● **EXERCISE OBJECTIVE**
Could you print all the entries exactly?

╭─ MATERIAL FOR THIS EXERCISE

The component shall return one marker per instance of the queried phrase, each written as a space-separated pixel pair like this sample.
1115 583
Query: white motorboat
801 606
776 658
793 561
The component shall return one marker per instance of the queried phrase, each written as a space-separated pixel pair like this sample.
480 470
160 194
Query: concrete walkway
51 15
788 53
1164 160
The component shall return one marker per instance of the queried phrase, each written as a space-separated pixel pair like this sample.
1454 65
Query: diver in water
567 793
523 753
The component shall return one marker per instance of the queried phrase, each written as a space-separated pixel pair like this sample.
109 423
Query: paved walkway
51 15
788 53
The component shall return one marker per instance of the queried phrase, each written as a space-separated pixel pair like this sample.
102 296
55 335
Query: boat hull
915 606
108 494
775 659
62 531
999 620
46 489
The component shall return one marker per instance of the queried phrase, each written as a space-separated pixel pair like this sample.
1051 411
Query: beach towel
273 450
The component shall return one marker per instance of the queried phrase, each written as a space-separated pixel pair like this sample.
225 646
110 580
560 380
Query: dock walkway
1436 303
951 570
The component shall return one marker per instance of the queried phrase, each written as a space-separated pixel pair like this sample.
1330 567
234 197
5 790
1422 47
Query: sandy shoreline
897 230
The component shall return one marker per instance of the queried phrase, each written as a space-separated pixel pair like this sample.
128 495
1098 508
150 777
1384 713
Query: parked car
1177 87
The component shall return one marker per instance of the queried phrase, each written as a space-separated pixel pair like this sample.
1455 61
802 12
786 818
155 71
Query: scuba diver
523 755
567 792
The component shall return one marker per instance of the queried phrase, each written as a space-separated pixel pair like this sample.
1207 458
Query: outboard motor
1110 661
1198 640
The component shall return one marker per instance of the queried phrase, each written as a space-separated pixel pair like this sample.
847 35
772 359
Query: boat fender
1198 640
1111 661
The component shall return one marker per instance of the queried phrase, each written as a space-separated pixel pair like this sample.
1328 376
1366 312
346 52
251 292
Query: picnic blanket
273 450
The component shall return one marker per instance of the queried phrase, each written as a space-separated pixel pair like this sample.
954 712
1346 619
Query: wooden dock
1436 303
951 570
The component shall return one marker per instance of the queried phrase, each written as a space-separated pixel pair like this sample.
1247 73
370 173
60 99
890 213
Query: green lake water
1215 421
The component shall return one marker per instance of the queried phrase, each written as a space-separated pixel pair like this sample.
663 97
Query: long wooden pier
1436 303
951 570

╰─

● **WRITTEN RESPONSE**
The component shall return one marker per instance of the queried phrase, each written as a space-separated pixel pair like this sample.
1115 583
Query: white motorboat
801 606
776 658
793 561
The component shall return one marker per instance of the queried phrase, each written as a space-separated pixel pair like this sample.
480 470
160 194
Query: concrete walkway
51 15
788 53
1164 160
The component shall return one marker per instance of the queried phrase, each written as a space-separated pixel pair like this sample.
1454 65
Query: diver in water
567 793
523 753
The component shall return one marker per instance of the queried phrase, each written as a space-separated pixel pair like this sample.
109 423
Query: paved walkway
51 15
788 53
The component shall return one marker per instance of the queried phrase, each written as a space-separated pixel pair like this sample.
102 296
55 335
Query: boat hull
915 606
108 494
775 659
62 531
999 620
46 489
The component shall return one marker per instance of the queried phrase, each written as a space-separated pixel pair like this sample.
1051 411
Query: beach towel
273 450
The component shall return one marker per instance of the queried phrase, each written as a space-separated pixel pair like this sample.
225 646
110 580
560 380
Query: dock walkway
1436 303
951 570
The component shall return one marker per instance of the queried phrase, each written as a space-separated pixel pair like this sample.
1330 567
234 197
5 790
1422 47
Query: sandy shoreline
897 230
The component shall return one marker per instance of the queried phrase, each written as a space-separated pixel pair like this sample.
128 495
1098 508
150 777
1384 713
Query: parked car
1177 87
The component shall return one marker per instance of the queried phrase, each written as a space-separated pixel pair like this sample.
1455 61
802 12
786 818
155 71
Query: scuba diver
523 755
567 792
The component shall return one marker per instance of the queried phrase, each written as a space-separated pixel pair like this sample.
1207 458
Query: outboard motor
1110 661
1198 640
The component shall return one marker per instance of the queried phrase, each written as a space-separated pixel pair like this sample.
847 35
772 359
Query: boat fender
1198 640
1111 661
The component shall return one marker per instance of the queried phrase, each written as a space-separated pixel pair like this sample.
1328 376
1366 312
346 52
251 292
Query: picnic blanket
273 450
The component shall return one marker per instance of the queried phrase, each written as a space-separated pixel pair like this sample.
954 712
1346 619
Query: wooden dock
1436 303
951 570
The component shall return one marker per instance of the queried phrase, each written as a space-separated pixel pair like this sample.
1247 73
370 173
60 99
890 213
Query: green lake water
1215 421
The component shall return one marker per instance of the queried phrase, each written as a space-separated pixel pair like this sample.
663 97
Query: long wooden pier
1436 303
951 570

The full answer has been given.